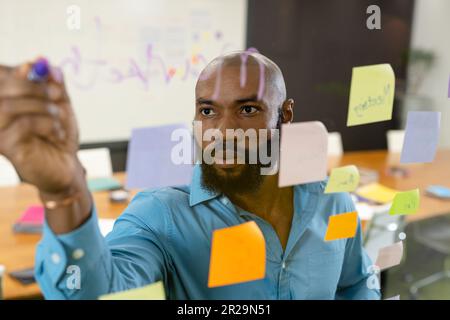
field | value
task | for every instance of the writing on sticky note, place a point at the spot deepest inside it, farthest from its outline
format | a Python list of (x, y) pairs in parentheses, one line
[(342, 226), (406, 202), (377, 193), (238, 254), (421, 136), (303, 153), (371, 94), (154, 291), (343, 179)]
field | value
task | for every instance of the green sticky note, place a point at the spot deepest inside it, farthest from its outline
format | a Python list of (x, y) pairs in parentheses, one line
[(101, 184), (154, 291), (371, 94), (406, 202), (343, 179)]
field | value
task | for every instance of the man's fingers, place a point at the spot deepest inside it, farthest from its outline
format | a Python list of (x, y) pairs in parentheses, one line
[(13, 108), (26, 128)]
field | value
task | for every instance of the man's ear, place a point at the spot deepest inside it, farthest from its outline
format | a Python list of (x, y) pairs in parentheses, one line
[(287, 111)]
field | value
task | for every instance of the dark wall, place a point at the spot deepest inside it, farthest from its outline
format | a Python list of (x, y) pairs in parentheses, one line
[(317, 42)]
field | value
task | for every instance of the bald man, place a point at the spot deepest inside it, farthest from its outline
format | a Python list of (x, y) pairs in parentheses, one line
[(165, 234)]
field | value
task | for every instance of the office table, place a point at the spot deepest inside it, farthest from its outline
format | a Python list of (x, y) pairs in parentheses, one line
[(17, 250)]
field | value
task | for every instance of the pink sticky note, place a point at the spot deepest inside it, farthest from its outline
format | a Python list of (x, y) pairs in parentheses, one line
[(448, 94), (303, 153), (33, 215)]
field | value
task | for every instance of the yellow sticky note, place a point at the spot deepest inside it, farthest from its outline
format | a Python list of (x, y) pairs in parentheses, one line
[(238, 254), (376, 192), (342, 226), (371, 94), (406, 202), (343, 179), (154, 291)]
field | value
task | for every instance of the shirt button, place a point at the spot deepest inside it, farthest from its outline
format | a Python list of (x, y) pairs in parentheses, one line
[(78, 254), (55, 258)]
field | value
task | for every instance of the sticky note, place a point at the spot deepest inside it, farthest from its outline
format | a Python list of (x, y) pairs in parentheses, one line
[(421, 136), (154, 291), (342, 226), (101, 184), (303, 153), (343, 179), (152, 160), (238, 254), (390, 256), (33, 215), (377, 193), (406, 202), (371, 94)]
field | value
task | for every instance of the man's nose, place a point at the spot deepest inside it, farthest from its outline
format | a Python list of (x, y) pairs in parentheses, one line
[(227, 122)]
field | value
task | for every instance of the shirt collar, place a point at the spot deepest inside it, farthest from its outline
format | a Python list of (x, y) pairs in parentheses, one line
[(198, 192)]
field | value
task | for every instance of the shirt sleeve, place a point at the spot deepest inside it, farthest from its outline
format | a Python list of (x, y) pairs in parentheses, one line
[(355, 282), (83, 264)]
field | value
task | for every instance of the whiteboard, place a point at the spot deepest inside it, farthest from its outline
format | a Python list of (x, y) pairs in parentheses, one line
[(131, 63)]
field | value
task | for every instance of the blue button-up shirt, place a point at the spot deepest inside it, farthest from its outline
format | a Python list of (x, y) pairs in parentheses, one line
[(165, 234)]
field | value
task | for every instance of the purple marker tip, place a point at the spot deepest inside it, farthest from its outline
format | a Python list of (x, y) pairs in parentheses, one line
[(39, 71)]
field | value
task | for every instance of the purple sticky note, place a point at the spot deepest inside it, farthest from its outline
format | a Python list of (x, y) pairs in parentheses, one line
[(421, 136), (159, 157)]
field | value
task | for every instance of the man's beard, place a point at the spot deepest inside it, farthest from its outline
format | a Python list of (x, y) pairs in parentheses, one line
[(247, 182)]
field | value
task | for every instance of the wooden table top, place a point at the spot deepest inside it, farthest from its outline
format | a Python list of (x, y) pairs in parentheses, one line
[(17, 250)]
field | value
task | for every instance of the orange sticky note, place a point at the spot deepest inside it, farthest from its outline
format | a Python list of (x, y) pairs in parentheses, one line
[(238, 254), (342, 226)]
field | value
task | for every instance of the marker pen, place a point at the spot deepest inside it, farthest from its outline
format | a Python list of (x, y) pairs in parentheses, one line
[(39, 71)]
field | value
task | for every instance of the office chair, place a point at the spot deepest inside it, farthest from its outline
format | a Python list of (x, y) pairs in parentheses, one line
[(434, 233)]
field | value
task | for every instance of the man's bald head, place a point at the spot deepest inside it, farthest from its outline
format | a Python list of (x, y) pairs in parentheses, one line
[(249, 64)]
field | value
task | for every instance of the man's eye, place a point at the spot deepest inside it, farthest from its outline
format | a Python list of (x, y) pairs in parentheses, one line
[(249, 109), (207, 111)]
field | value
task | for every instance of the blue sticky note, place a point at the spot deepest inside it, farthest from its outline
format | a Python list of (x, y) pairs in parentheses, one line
[(421, 136), (102, 184), (155, 157)]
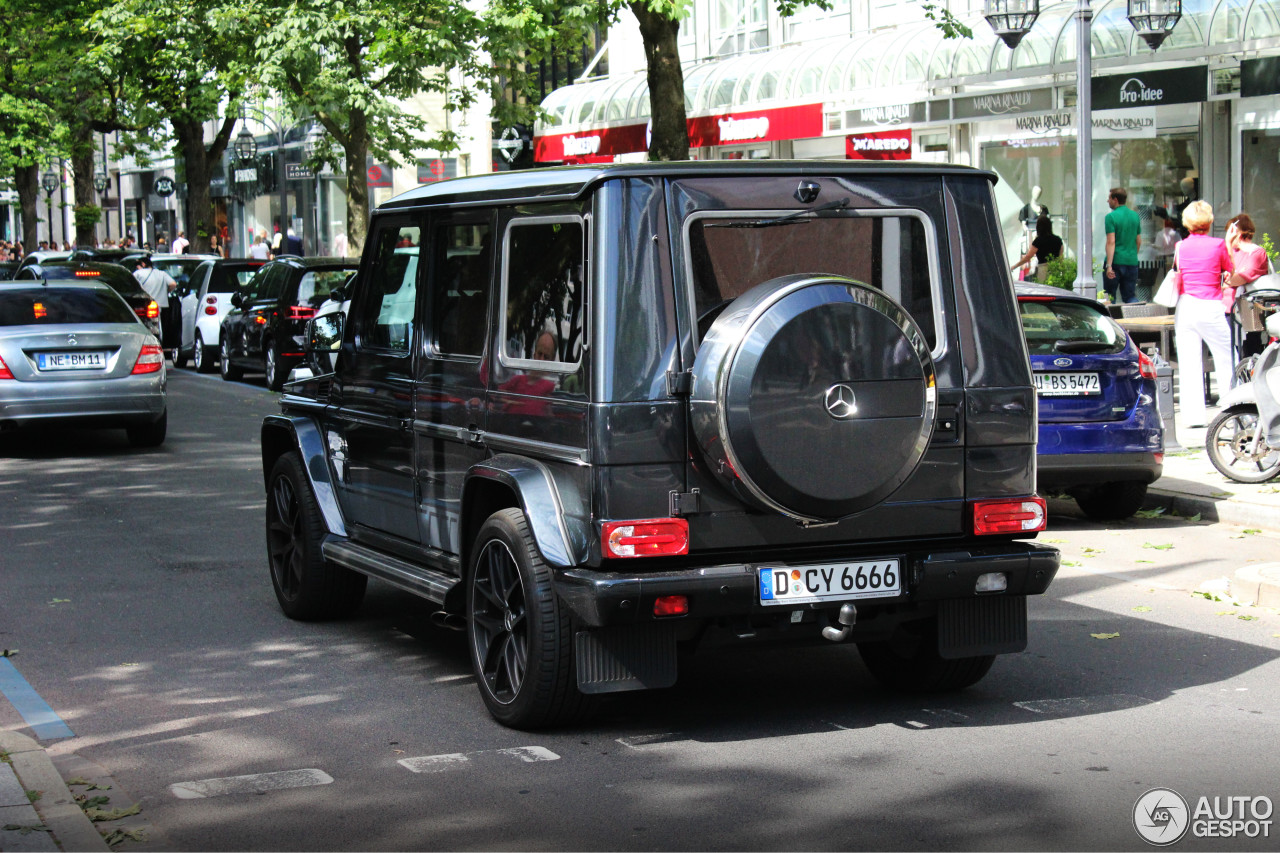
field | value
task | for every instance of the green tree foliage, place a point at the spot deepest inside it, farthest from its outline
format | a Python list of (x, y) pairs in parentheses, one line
[(351, 64), (183, 63)]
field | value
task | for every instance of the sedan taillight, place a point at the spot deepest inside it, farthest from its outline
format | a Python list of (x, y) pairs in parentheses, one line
[(1146, 366), (150, 359)]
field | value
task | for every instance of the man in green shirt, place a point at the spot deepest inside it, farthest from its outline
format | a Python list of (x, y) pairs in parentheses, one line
[(1123, 243)]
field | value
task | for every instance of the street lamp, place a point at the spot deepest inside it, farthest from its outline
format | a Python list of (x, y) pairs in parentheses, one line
[(1153, 19), (49, 181), (1011, 19)]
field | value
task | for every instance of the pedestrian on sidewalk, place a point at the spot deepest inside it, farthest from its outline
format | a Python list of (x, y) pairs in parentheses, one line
[(1200, 315), (1124, 240)]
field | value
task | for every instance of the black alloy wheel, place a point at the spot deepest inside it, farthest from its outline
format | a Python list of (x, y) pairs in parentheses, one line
[(306, 585), (520, 638)]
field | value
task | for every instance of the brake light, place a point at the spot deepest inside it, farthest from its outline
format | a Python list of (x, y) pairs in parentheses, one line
[(647, 538), (150, 359), (1020, 515), (671, 606), (1146, 366)]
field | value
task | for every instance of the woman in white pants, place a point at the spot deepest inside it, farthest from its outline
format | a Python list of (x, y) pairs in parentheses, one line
[(1201, 314)]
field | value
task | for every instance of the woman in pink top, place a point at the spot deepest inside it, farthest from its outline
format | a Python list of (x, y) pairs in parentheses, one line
[(1200, 316), (1251, 264)]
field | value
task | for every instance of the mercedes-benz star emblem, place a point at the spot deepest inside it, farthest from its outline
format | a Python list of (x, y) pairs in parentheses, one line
[(840, 401)]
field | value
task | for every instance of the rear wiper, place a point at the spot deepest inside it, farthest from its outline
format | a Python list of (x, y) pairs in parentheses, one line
[(1083, 346), (799, 217)]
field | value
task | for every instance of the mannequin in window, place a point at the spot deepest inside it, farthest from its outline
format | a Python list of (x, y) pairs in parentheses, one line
[(1032, 210)]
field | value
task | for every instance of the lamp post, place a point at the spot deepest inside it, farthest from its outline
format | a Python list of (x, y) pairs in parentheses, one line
[(1153, 21), (49, 181)]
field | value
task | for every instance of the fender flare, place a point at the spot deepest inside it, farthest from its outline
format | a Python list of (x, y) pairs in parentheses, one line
[(283, 433), (562, 539)]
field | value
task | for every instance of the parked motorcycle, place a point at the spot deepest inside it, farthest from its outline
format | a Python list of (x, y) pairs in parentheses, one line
[(1243, 442)]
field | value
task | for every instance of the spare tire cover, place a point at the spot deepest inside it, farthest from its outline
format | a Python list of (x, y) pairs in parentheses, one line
[(813, 396)]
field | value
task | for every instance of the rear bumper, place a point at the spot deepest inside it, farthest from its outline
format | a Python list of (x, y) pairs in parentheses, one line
[(1091, 469), (603, 598)]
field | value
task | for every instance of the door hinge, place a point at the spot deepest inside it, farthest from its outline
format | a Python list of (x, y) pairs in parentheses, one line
[(685, 502)]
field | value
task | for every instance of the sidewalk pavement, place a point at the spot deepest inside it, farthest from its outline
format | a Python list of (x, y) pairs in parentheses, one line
[(1191, 486), (60, 822)]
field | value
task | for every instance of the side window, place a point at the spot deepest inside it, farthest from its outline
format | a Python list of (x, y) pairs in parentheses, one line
[(460, 290), (384, 316), (543, 293)]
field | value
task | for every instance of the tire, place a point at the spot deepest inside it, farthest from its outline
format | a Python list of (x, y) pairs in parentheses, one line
[(275, 375), (1110, 501), (1229, 441), (306, 585), (519, 635), (202, 356), (231, 372), (910, 662), (149, 434)]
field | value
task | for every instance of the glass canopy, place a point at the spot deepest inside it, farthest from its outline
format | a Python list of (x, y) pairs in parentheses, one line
[(908, 58)]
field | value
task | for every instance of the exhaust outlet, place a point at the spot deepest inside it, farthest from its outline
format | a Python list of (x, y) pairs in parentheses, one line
[(848, 616)]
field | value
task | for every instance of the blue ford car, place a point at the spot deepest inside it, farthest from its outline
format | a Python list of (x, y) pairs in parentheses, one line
[(1100, 434)]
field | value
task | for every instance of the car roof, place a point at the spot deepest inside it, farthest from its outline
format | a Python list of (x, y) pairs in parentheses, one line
[(563, 183), (1056, 292)]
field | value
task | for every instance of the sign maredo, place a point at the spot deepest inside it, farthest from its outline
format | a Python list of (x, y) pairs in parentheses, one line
[(881, 145), (735, 128)]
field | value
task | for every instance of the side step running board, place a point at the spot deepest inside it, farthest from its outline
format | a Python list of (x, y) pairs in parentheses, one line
[(420, 580)]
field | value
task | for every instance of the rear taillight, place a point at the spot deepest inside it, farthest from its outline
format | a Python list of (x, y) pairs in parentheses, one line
[(150, 360), (1146, 366), (647, 538), (1019, 515)]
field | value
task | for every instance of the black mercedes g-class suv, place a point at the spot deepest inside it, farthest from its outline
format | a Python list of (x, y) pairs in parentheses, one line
[(600, 414)]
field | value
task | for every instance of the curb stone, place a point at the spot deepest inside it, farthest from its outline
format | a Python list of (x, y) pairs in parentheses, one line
[(56, 807)]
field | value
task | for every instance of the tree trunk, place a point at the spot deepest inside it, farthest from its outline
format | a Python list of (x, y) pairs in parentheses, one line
[(200, 205), (357, 182), (670, 140), (82, 185), (27, 182)]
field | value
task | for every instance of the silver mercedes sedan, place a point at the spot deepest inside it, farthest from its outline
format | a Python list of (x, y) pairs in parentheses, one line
[(76, 354)]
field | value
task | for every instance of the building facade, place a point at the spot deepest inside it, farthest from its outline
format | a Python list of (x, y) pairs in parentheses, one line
[(868, 80)]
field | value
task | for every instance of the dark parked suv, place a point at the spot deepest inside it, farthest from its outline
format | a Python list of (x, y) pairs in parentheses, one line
[(603, 414), (269, 314)]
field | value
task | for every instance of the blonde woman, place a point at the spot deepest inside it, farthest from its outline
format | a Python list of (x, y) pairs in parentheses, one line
[(1200, 316)]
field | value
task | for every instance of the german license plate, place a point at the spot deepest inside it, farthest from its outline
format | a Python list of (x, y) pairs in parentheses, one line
[(1066, 384), (836, 582), (87, 360)]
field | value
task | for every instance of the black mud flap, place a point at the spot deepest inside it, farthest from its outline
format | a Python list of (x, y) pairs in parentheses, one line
[(626, 657), (973, 626)]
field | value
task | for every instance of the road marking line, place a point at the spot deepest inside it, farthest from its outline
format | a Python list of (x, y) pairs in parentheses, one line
[(662, 739), (442, 762), (44, 720), (250, 784), (1082, 705)]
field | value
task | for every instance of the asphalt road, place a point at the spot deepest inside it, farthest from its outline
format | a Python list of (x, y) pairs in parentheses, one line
[(133, 585)]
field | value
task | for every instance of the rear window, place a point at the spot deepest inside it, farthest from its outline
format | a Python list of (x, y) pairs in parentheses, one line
[(45, 306), (731, 254), (1065, 325), (318, 284)]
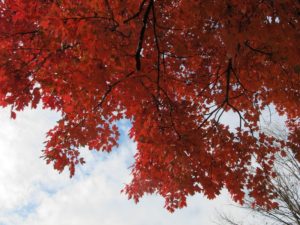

* [THE PROBLEM]:
Rescale the data from its start through the line containing "[(101, 184), (154, 291), (371, 94), (406, 202), (343, 179)]", both ends included, by giving only those lines again, requests and all, with every point coordinate in the answers multiplied by 1.85 and rounded to a whole number, halves up. Leave the pictures out.

* [FINAL RESULT]:
field | value
task | for every instance of the writing on sticky note, place a point at the spot deepest inside it, farthest from its outline
format | a Python list of (x, y) pairs in parentheses, one line
[(633, 418), (751, 374), (697, 357), (440, 470), (779, 252), (561, 283), (686, 174), (285, 538), (635, 331)]
field | value
task | for every instance of the green sticky note, place a point at the spot deepest inside it, farthest from its outline
format | a Python list of (x, y) pairs in parentheses, one line
[(187, 340), (285, 538), (686, 174), (751, 374), (635, 331)]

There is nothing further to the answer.